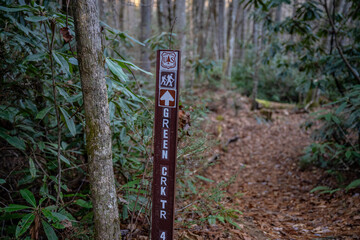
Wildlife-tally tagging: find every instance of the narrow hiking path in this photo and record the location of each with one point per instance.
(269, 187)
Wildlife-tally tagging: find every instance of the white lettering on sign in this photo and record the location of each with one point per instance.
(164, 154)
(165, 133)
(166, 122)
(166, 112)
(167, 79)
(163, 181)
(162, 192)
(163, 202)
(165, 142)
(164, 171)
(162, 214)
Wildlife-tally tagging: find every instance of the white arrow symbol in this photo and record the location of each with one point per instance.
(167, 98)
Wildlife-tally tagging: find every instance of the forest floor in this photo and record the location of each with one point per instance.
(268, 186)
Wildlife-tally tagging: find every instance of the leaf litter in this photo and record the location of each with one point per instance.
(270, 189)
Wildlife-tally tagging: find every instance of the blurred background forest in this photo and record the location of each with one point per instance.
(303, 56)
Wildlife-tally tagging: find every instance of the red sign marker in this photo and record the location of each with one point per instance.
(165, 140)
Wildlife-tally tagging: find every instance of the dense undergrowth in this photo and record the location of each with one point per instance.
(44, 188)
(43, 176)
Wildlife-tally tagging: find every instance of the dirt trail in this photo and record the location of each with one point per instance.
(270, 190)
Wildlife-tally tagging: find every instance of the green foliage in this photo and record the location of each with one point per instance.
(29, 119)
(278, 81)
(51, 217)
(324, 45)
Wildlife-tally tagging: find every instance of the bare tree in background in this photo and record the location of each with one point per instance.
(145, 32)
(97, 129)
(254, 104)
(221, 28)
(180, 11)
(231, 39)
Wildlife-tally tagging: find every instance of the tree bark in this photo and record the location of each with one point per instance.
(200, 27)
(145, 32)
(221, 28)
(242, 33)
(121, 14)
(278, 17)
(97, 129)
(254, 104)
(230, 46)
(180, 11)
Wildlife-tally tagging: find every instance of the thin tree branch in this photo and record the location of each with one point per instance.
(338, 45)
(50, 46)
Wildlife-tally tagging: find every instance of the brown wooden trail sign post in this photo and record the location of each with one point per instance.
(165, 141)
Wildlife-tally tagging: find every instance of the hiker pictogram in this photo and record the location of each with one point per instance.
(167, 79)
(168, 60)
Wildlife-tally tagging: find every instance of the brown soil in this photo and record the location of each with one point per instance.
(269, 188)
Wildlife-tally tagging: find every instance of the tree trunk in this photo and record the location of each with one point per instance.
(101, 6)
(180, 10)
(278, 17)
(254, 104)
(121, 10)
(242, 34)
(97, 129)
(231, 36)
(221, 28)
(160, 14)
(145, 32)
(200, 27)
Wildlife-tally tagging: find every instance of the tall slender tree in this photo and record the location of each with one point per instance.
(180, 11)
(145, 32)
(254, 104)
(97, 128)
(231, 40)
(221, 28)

┄┄┄┄┄┄

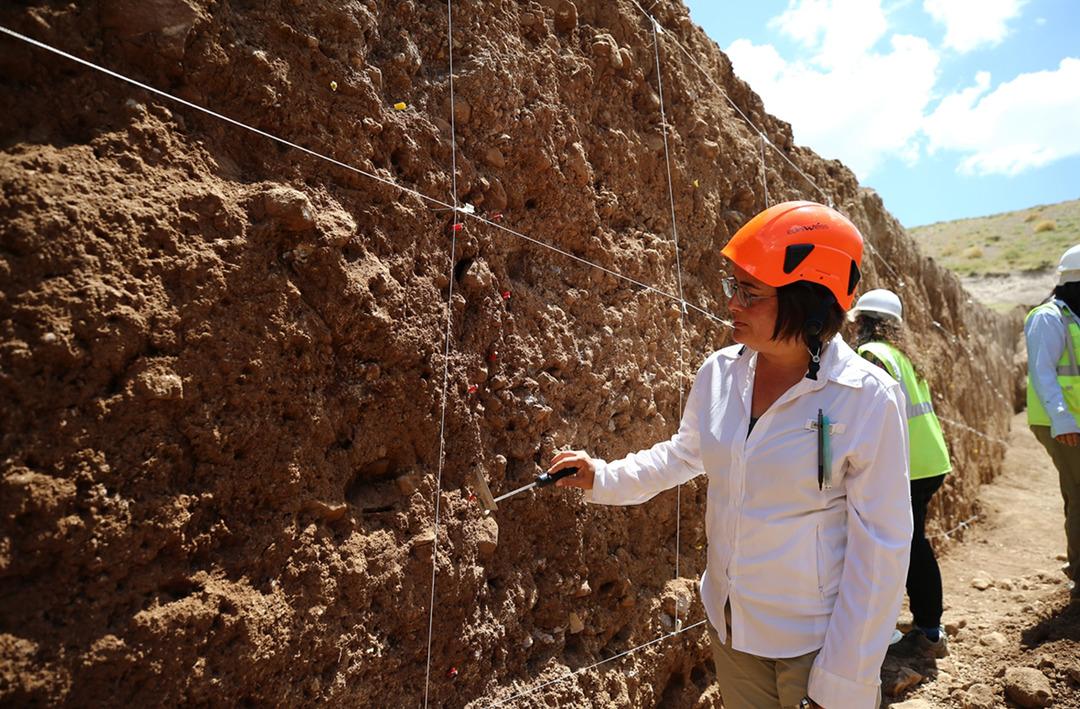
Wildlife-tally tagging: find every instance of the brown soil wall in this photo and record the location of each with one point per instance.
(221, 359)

┄┄┄┄┄┄

PROBLEM DETAILS
Identify every line in the items above that contains the string "trail", and copy each such line.

PROBLEM SOLUTION
Wildlife-tally tagging: find every instance of the dirt trail in this photo and record the location of each with one point per instance.
Wildlife-tally tagging: find every instance of the brown wooden trail sign post in this photo and record the location of each with one point per instance.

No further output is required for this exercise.